- [WORKING DATA]:
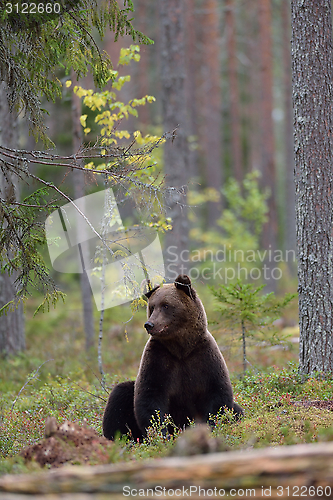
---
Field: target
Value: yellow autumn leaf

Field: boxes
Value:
[80,115,88,127]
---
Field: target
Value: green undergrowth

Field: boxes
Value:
[0,366,333,473]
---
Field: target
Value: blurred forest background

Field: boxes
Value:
[0,0,297,374]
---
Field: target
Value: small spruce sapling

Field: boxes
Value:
[210,279,297,374]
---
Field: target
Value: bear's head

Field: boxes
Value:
[145,274,207,343]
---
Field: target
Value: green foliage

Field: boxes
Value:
[210,279,296,374]
[71,45,164,178]
[0,188,64,315]
[0,0,152,144]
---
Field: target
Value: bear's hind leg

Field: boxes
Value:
[103,380,142,441]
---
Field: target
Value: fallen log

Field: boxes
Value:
[0,442,333,500]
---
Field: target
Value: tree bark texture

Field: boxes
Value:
[0,83,25,355]
[72,79,95,350]
[0,442,333,500]
[159,0,189,281]
[291,0,333,375]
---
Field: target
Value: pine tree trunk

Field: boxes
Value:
[281,0,296,275]
[291,0,333,375]
[225,0,243,183]
[185,0,199,179]
[259,0,278,291]
[201,0,222,226]
[159,0,188,280]
[72,75,95,350]
[0,84,25,355]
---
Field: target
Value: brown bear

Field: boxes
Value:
[103,275,243,440]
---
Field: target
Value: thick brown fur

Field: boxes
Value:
[103,275,243,439]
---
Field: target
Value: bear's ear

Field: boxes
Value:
[145,281,160,299]
[175,274,195,299]
[140,279,160,299]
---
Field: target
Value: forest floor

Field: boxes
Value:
[0,288,333,474]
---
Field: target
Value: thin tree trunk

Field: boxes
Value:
[159,0,188,280]
[291,0,333,375]
[225,0,243,183]
[259,0,278,291]
[201,0,222,226]
[185,0,199,178]
[72,75,95,350]
[136,0,150,133]
[281,0,296,275]
[0,83,25,355]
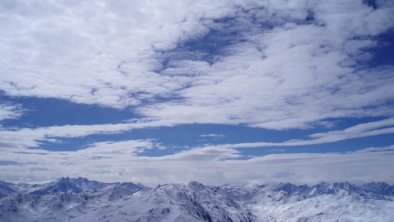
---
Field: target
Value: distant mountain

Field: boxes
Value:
[0,178,394,222]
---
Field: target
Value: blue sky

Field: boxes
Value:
[0,0,394,184]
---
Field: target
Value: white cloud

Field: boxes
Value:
[0,140,394,185]
[0,103,23,121]
[0,0,394,129]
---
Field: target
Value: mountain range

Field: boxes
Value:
[0,178,394,222]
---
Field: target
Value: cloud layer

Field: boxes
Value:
[0,0,394,129]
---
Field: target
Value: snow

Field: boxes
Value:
[0,178,394,222]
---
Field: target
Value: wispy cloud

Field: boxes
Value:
[0,0,394,129]
[0,101,23,123]
[0,140,394,185]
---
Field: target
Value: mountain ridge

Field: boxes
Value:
[0,177,394,222]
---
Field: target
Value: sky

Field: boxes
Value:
[0,0,394,185]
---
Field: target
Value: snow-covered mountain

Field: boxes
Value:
[0,178,394,222]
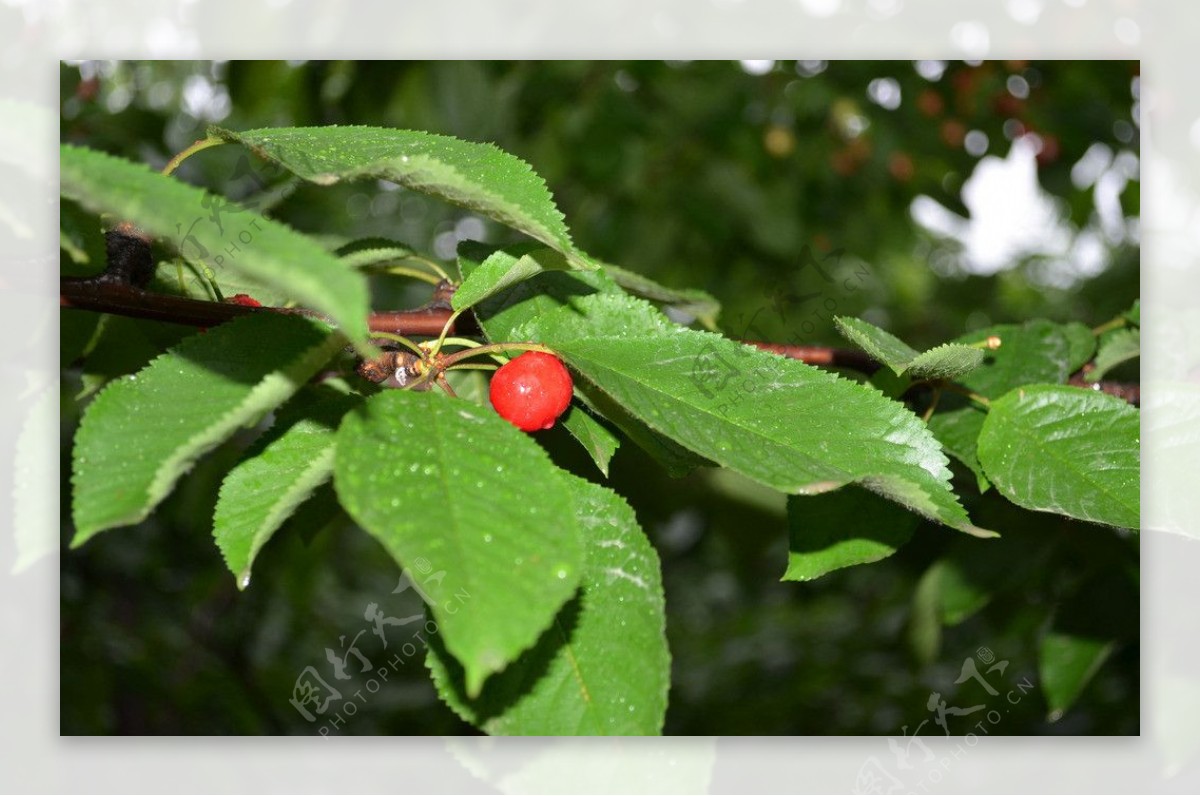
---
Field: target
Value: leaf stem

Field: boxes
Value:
[162,138,228,176]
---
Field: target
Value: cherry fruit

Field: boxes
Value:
[488,351,572,431]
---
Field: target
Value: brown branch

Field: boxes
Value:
[742,340,1141,406]
[70,225,1141,406]
[59,276,455,337]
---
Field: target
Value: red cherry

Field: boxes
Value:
[488,351,572,431]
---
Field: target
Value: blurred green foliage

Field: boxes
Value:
[61,61,1139,735]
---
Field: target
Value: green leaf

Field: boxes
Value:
[905,342,984,379]
[209,126,595,269]
[458,240,624,342]
[929,406,991,492]
[834,317,984,378]
[212,390,359,588]
[72,312,346,546]
[76,313,196,399]
[782,486,917,580]
[1038,630,1116,722]
[562,403,620,478]
[955,321,1079,397]
[11,384,60,574]
[600,263,721,331]
[833,317,918,376]
[458,240,708,477]
[1121,299,1141,327]
[906,561,944,666]
[1061,322,1096,373]
[335,238,416,268]
[60,144,367,342]
[427,477,671,735]
[1087,329,1141,382]
[450,244,570,312]
[979,384,1139,528]
[514,293,991,535]
[334,390,584,696]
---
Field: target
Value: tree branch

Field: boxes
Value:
[59,225,1141,406]
[59,276,461,337]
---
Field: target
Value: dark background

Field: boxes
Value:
[61,61,1139,735]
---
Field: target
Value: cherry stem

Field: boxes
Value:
[434,373,458,397]
[371,331,425,358]
[442,337,484,348]
[444,363,499,370]
[379,265,442,286]
[442,342,558,367]
[401,255,454,282]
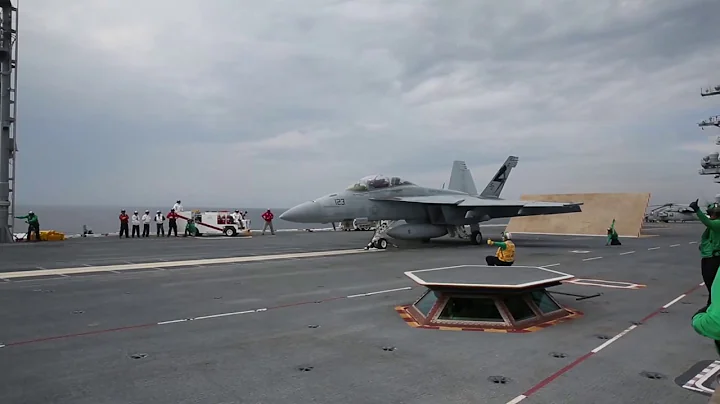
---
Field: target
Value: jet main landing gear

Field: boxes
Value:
[470,224,483,244]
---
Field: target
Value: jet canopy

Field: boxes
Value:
[347,175,415,192]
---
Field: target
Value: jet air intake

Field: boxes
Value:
[387,224,447,240]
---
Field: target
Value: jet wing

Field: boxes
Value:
[372,195,582,211]
[371,195,525,208]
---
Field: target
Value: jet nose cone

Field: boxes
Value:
[280,202,321,223]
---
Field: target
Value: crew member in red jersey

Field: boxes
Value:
[261,209,275,236]
[167,209,180,237]
[120,209,130,238]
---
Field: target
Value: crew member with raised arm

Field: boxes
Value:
[153,210,165,237]
[485,232,515,267]
[183,219,197,237]
[168,208,179,237]
[261,209,275,236]
[142,210,152,237]
[690,199,720,305]
[119,209,130,238]
[15,210,42,241]
[130,210,140,238]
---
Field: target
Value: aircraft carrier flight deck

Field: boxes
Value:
[0,223,720,404]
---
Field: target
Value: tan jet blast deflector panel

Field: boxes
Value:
[506,193,650,237]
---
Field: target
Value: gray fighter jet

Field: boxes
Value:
[280,156,581,249]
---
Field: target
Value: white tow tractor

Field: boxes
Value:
[176,210,251,237]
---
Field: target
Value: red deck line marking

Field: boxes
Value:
[5,323,157,347]
[506,283,704,404]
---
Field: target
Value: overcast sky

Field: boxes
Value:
[18,0,720,207]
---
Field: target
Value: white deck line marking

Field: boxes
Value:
[663,293,685,309]
[0,249,372,279]
[695,367,717,394]
[157,318,190,325]
[345,286,412,299]
[590,324,637,353]
[156,286,412,325]
[505,282,704,404]
[190,310,264,320]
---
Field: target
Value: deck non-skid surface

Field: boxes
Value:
[0,232,372,272]
[406,265,572,289]
[0,225,717,404]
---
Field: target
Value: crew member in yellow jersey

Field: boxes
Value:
[485,232,515,267]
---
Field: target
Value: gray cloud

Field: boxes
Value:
[18,0,720,206]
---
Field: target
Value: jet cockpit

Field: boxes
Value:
[347,175,415,192]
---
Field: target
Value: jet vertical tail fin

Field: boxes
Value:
[448,160,477,195]
[480,156,519,198]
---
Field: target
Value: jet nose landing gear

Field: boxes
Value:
[365,238,388,250]
[365,220,397,250]
[470,231,483,245]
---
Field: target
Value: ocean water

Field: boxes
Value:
[15,205,331,235]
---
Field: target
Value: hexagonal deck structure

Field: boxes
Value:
[397,265,581,332]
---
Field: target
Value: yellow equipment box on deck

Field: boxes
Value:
[29,230,65,241]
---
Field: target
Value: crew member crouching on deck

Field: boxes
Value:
[485,232,515,267]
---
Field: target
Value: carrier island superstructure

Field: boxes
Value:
[698,85,720,192]
[0,0,19,243]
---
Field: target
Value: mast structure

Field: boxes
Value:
[0,0,19,243]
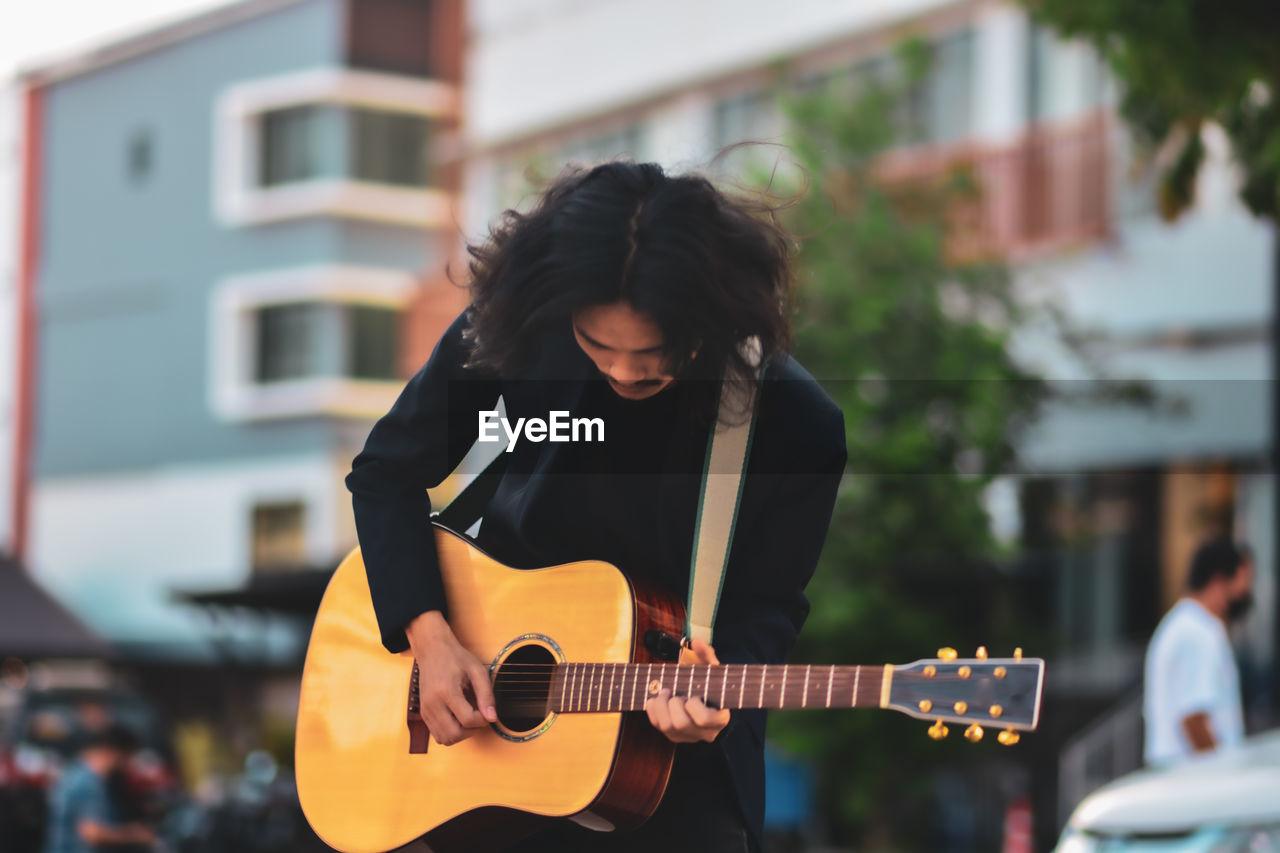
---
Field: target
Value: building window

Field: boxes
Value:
[552,124,644,170]
[348,109,428,187]
[849,28,974,145]
[214,69,457,227]
[259,105,320,187]
[210,266,416,420]
[346,305,402,379]
[253,302,401,384]
[255,304,325,383]
[251,501,306,571]
[124,129,152,183]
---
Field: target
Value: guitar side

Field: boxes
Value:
[296,528,680,853]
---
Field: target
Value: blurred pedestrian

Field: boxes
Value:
[45,725,155,853]
[1143,537,1253,765]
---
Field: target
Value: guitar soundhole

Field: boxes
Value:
[493,643,557,735]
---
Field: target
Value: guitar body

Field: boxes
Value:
[296,526,684,853]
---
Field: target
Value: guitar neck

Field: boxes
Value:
[550,663,892,713]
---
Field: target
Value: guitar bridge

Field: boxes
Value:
[407,661,431,756]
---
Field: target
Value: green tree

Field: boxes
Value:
[1020,0,1280,220]
[771,42,1048,849]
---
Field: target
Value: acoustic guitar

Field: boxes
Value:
[296,517,1044,853]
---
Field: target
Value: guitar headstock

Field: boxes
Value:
[883,648,1044,745]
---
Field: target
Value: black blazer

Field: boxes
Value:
[347,308,846,838]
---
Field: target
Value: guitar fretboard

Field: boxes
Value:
[550,663,884,713]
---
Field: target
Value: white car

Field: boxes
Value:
[1055,730,1280,853]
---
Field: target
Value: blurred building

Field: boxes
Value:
[10,0,461,704]
[463,0,1276,843]
[0,83,20,555]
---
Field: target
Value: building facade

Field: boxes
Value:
[0,85,22,555]
[22,0,458,658]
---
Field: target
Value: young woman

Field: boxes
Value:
[347,161,845,852]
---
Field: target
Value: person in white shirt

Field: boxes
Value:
[1143,537,1253,765]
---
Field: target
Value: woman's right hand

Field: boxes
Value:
[404,610,498,747]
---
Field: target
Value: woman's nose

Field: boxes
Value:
[605,357,648,382]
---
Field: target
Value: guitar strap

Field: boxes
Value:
[435,338,764,643]
[434,452,508,533]
[685,338,764,643]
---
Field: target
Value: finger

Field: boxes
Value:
[448,686,488,729]
[667,695,698,735]
[685,697,728,731]
[644,689,671,734]
[468,663,498,722]
[692,637,719,666]
[422,706,462,747]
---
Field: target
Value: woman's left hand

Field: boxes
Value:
[644,639,728,743]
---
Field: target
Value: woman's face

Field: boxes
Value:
[573,301,675,400]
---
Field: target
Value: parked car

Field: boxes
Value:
[1056,731,1280,853]
[0,686,178,853]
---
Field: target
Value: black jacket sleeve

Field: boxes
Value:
[347,313,500,652]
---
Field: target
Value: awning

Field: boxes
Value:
[0,556,113,660]
[174,564,337,617]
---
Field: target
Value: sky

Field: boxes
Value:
[0,0,228,81]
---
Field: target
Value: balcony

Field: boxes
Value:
[877,110,1112,261]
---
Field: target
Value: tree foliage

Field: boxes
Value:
[747,42,1047,849]
[1021,0,1280,220]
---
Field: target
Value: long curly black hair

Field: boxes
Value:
[467,160,794,420]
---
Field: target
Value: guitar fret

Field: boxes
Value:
[561,663,577,711]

- [TASK TO CARRY OUT]: Which lines in the items above contain the word "white"? Return each of those lines in full.

- [OUTPUT FOR THIS TASK]:
Value: white cloud
Value: white tow tractor
Value: white deck line marking
Value: white car
Value: person in white shirt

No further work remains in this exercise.